━━ Records for processing ━━

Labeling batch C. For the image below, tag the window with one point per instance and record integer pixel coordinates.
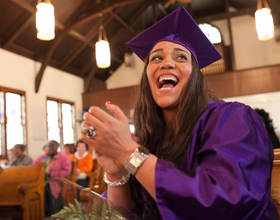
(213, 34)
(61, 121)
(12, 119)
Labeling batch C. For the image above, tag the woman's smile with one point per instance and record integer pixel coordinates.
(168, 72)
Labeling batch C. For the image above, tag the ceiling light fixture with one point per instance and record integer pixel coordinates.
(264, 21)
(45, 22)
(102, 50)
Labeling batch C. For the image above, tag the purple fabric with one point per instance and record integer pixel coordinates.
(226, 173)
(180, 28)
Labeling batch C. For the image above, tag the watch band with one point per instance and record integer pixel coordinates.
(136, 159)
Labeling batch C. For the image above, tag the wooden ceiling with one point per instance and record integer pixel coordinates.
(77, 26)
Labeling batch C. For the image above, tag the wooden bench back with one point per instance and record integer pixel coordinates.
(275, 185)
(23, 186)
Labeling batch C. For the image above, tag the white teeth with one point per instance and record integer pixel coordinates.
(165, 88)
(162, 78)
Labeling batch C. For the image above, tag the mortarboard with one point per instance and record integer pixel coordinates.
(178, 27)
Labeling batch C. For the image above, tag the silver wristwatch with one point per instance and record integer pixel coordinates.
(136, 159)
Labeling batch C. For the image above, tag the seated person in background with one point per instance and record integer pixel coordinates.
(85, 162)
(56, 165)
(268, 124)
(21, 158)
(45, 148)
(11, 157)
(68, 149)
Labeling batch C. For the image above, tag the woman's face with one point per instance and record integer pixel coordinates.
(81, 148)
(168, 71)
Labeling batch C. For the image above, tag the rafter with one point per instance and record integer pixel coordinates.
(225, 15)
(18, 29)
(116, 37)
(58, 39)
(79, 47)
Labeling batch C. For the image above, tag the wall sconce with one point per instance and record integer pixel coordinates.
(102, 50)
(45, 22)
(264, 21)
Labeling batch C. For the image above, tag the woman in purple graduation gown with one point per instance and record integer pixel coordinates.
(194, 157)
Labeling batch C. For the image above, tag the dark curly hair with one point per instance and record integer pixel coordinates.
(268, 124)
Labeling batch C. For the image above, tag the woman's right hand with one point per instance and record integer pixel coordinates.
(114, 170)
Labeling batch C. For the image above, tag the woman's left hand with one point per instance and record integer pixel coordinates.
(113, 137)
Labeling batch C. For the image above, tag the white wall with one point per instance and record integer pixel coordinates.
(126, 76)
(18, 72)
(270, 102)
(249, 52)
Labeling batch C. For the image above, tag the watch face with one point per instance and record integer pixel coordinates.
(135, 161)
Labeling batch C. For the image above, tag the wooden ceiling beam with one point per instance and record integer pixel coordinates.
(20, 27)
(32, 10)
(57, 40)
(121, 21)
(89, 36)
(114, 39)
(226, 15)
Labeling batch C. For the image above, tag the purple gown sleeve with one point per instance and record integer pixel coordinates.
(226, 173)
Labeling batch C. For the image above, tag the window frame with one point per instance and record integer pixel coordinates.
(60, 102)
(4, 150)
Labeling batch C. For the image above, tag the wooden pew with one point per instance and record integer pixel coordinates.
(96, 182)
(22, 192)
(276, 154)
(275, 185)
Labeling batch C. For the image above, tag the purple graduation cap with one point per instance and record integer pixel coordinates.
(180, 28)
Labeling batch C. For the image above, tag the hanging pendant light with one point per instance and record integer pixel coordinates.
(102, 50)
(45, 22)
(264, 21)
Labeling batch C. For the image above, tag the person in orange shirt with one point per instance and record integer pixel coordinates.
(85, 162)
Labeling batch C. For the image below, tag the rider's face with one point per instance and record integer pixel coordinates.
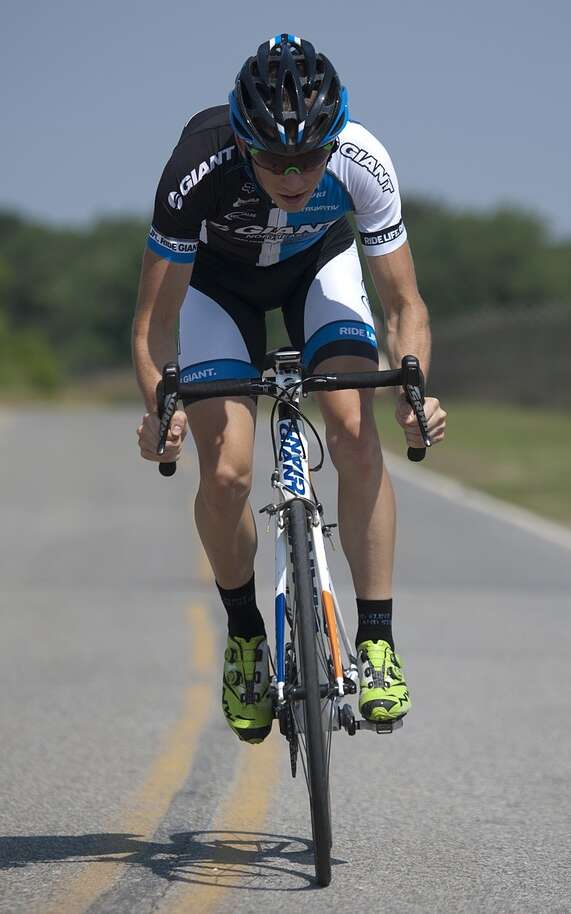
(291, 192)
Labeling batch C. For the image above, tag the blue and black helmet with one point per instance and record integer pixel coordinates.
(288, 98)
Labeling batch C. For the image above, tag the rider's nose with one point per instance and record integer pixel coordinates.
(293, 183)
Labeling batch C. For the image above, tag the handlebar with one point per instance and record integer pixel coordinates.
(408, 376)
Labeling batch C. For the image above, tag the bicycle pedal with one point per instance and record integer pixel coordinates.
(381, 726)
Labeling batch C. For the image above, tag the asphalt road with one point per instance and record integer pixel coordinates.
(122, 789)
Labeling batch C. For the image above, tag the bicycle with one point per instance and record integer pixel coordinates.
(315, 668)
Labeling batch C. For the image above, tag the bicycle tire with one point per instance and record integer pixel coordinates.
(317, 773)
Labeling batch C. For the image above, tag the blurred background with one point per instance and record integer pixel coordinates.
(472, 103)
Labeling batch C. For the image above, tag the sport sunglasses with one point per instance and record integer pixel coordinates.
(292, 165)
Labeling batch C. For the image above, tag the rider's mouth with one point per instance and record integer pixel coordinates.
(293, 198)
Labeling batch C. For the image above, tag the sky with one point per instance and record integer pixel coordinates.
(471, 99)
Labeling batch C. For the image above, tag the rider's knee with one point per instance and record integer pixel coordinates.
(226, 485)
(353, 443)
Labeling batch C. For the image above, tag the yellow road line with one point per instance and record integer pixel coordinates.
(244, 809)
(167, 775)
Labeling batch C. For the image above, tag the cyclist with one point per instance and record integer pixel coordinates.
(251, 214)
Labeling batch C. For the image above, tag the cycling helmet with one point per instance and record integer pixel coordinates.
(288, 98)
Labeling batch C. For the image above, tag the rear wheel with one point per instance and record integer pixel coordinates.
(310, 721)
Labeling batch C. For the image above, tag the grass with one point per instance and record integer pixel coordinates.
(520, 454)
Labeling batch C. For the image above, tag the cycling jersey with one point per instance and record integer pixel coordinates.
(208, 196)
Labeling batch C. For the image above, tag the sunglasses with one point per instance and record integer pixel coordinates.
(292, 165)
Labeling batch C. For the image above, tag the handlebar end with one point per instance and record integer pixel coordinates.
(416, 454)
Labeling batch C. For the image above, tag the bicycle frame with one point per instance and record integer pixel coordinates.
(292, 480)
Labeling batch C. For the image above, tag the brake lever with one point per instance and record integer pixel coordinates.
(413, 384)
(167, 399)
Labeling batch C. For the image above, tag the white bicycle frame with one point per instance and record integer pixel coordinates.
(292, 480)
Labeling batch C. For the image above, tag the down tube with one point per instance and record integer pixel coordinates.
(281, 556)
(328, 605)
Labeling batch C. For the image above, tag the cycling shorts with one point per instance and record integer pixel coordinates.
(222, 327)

━━━

Written instruction: Copy out the records above in full, exactly as written, but not the pictures.

Full output:
Labeling batch C. For the image below, tag the window with one point per instance and record integer pixel coordinates.
(213, 34)
(61, 121)
(12, 119)
Labeling batch C. For the image above, tag the woman's smile with one point per instance and record integer pixel coordinates.
(168, 72)
Labeling batch C. For the image above, tag the ceiling light fixture with one point per instance and record integer pixel coordinates.
(264, 21)
(45, 22)
(102, 50)
Labeling batch C. For the image above, tag the purple fabric with one point per instance and record integer pixel coordinates.
(226, 173)
(180, 28)
Labeling batch C. For the image above, tag the watch band with one point per instance and record integer pixel coordinates.
(136, 159)
Labeling batch C. For the image above, tag the wooden ceiling with one point per instance and record integer pixel coordinates.
(77, 26)
Labeling batch C. For the image above, tag the wooden bench back with one point per instance and record integer pixel coordinates.
(275, 185)
(23, 186)
Labeling batch C. For the image above, tag the white teeth with one point per instance and record integer pixel coordinates.
(165, 88)
(162, 78)
Labeling batch C. For the image above, tag the mortarboard with one point per instance and record integer pixel coordinates.
(178, 27)
Labeling batch C. For the image above, tag the silver wristwatch with one point per instance and record integer pixel coordinates.
(136, 159)
Labeling batch C. For the image above, tag the seated person in background with one point per instance and record integer pixel coordinates.
(85, 162)
(56, 165)
(268, 124)
(21, 158)
(45, 148)
(11, 157)
(68, 149)
Labeling batch C. For the image above, tag the woman's face with one point per instance and record integer pixel coordinates.
(81, 148)
(168, 71)
Labeling batch C. For the image above, tag the rafter with one point per instance and record integer pixel coordinates.
(225, 15)
(18, 29)
(116, 37)
(58, 39)
(79, 47)
Labeling batch C. For the image above, tag the wall sconce with one point per instance and record integer pixel coordinates.
(102, 50)
(45, 22)
(264, 21)
Labeling batch C. For the image above, tag the woman in purple graduation gown with one point per instance and record integer pixel coordinates.
(194, 157)
Labeling batch C. For the image above, tag the dark curly hair with one point per instance and record integer pixel coordinates.
(268, 124)
Labeling batch C. For the image above, tag the woman's right hand with one point per instance and record integer pixel coordinates.
(114, 170)
Labeling batch C. For the image above, tag the woman's left hand with one point per instance and record integer pixel coordinates.
(113, 137)
Labeling batch C. For the image above, tag the white wall with one point per instance and record integer pixel coordinates.
(126, 76)
(18, 72)
(270, 102)
(249, 52)
Labeling batch C. For the image above, tag the watch face with one point per instance and record integer pixel coordinates.
(135, 161)
Labeling batch C. For the image above, tag the wooden ceiling beam with one point per instance and record integer pixel coordinates.
(20, 27)
(32, 10)
(57, 40)
(121, 21)
(89, 36)
(114, 39)
(226, 15)
Labeling batch C. For the image above, tag the purple gown sleeve with one point per instance and record integer pixel coordinates.
(226, 173)
Labeling batch C. For the image above, tag the window frame with one point per instance and record integer pixel coordinates.
(60, 102)
(4, 150)
Labeling batch C. For the image above, tag the wooden pew with one point per instance and record integer pixel coordinates.
(96, 182)
(22, 192)
(276, 154)
(275, 185)
Labeling batch C. For the image above, tag the purple graduation cap with one point per instance and record integer pixel coordinates.
(180, 28)
Labeling batch C. For the image above, tag the hanging pendant light with one point per instance and record integer pixel coordinates.
(102, 50)
(45, 22)
(264, 21)
Labeling batch C. For the image above, tag the person in orange shirt with one point per instance and record integer pixel coordinates.
(85, 162)
Labeling batch C. For the image below, tag the rider's face with one point per instance and record integer pixel coordinates.
(291, 192)
Labeling batch C. For the image above, tag the blue and black helmet with one point per instance and record integer pixel coordinates.
(288, 98)
Labeling batch C. For the image above, tag the rider's nose with one point per instance and record integer pixel coordinates.
(293, 183)
Labeling batch C. For the image above, tag the handlebar with one point per instance and record integer pixel coordinates.
(408, 376)
Labeling batch C. For the image above, tag the bicycle pedal with one point per instance and record integer pixel coordinates.
(381, 726)
Labeling batch C. For the image above, tag the asphalt road with one point per instance and record integer pixel coordinates.
(122, 789)
Labeling batch C. For the image above, tag the bicycle with one point per instance and record integer pixel coordinates.
(315, 668)
Labeling batch C. For the image above, tag the bicycle tire with one point per instance and record integer pixel coordinates.
(317, 773)
Labeling batch C. For the image above, tag the blurred background with one point per instance and record integer pixel coordinates.
(472, 103)
Labeling batch C. For the image above, tag the sport sunglasses with one point per instance and record integer pixel coordinates.
(292, 165)
Labeling batch C. For the image above, tag the rider's mouth with one point per instance and record integer pixel coordinates.
(293, 198)
Labeling batch C. For the image above, tag the sky with one point per instance and record integer pixel coordinates.
(471, 99)
Labeling batch C. For the image above, tag the rider's knee with one point per instance and record integer pixel coordinates.
(226, 485)
(353, 443)
Labeling batch C. For the image above, tag the yellow road line with one point per instance and record integer pixel coordinates.
(244, 809)
(167, 775)
Labeling batch C. For the image above, tag the cyclist with one point per instance and record integer pixel coordinates.
(251, 214)
Labeling batch C. For the image above, tag the cycling helmet with one point per instance and record integer pixel coordinates.
(288, 98)
Labeling batch C. For the image above, tag the rear wheel with one point per instance and record integer pixel coordinates.
(310, 721)
Labeling batch C. For the image above, tag the grass with one point per instance and record integer pixel coordinates.
(520, 454)
Labeling batch C. For the image above, tag the cycling jersey with one point per instance and record integer pixel coordinates.
(208, 196)
Labeling batch C. For the image above, tag the sunglasses with one point per instance and record integer pixel coordinates.
(292, 165)
Labeling batch C. For the image above, tag the handlebar end with one point per instance and record integer pixel coordinates.
(416, 454)
Labeling batch C. For the image above, tag the bicycle frame with one point per instance and record integer pixel coordinates.
(292, 480)
Labeling batch C. For the image above, tag the brake lever with one point per instance and record integer pixel coordinates.
(413, 384)
(167, 399)
Labeling batch C. For the image above, tag the white bicycle frame with one point per instance and record integer pixel coordinates.
(292, 480)
Labeling batch C. For the image above, tag the down tube with one point per instance and record integer pixel coordinates.
(281, 556)
(328, 605)
Labeling batch C. For the image above, tag the cycling shorts with one point per instance and record integer pixel coordinates.
(222, 327)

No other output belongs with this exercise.